Given task:
Please print, word for word, the part of the records that opens with the line containing "like [(0, 78)]." and closes with the line containing "[(57, 294)]", including both of those lines. Reproduce only that part.

Extracted entries:
════════════════════

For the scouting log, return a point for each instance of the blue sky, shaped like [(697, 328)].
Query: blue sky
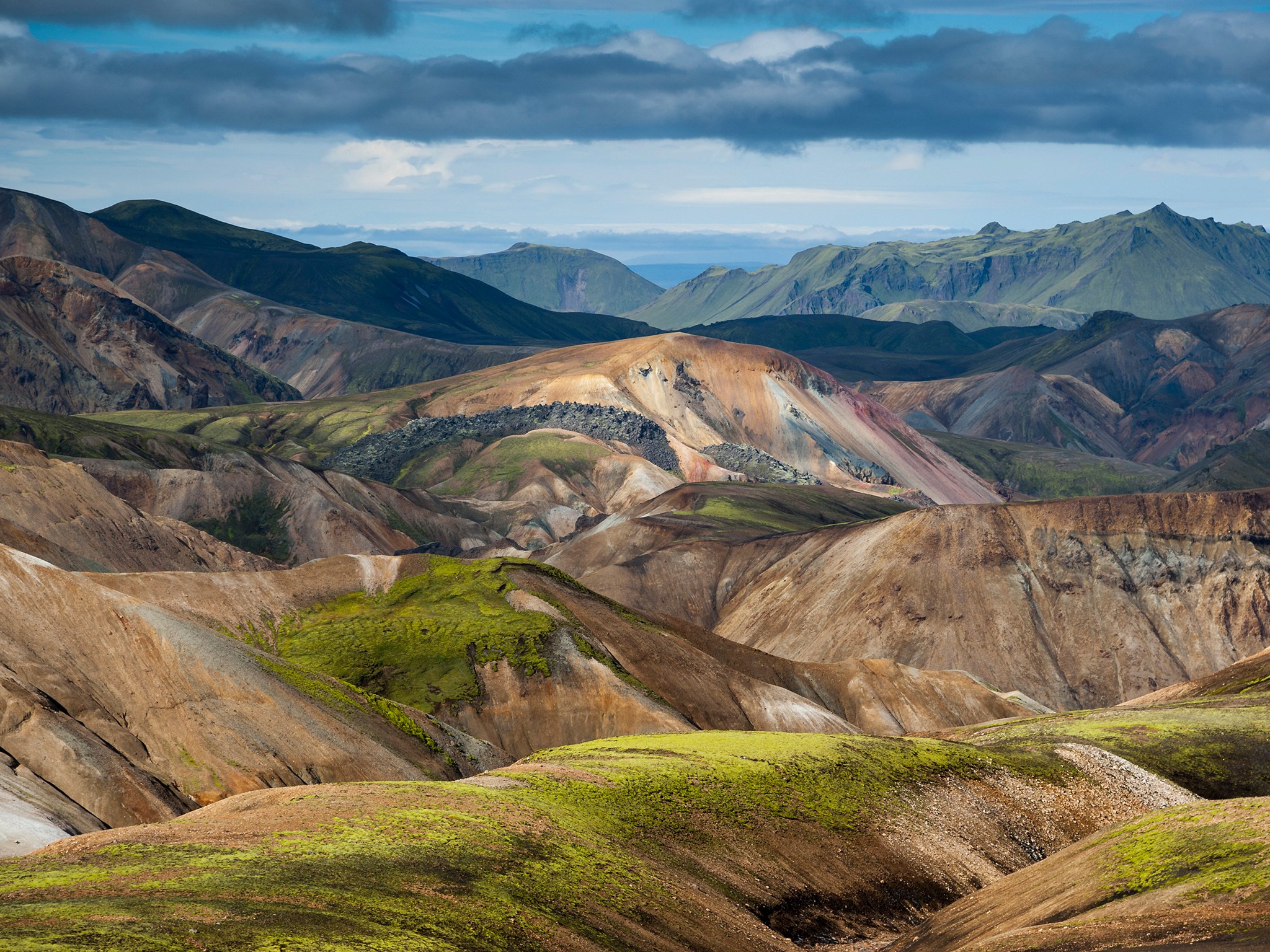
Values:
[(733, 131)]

════════════════════

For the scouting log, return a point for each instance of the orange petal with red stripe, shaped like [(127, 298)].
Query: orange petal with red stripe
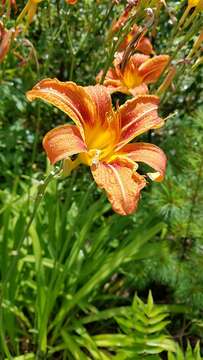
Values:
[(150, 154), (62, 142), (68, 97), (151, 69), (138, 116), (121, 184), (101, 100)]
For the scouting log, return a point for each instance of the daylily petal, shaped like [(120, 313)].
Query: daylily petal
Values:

════════════════════

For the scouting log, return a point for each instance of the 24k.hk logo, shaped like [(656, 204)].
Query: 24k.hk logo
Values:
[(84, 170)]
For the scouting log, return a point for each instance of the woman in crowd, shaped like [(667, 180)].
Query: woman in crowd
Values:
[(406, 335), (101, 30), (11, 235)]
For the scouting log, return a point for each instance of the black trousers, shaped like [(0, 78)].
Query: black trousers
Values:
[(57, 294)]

════════════════════

The solution:
For the scouting log, return a point for each instance of the black trousers, shaped like [(0, 78)].
Query: black trousers
Values:
[(57, 294)]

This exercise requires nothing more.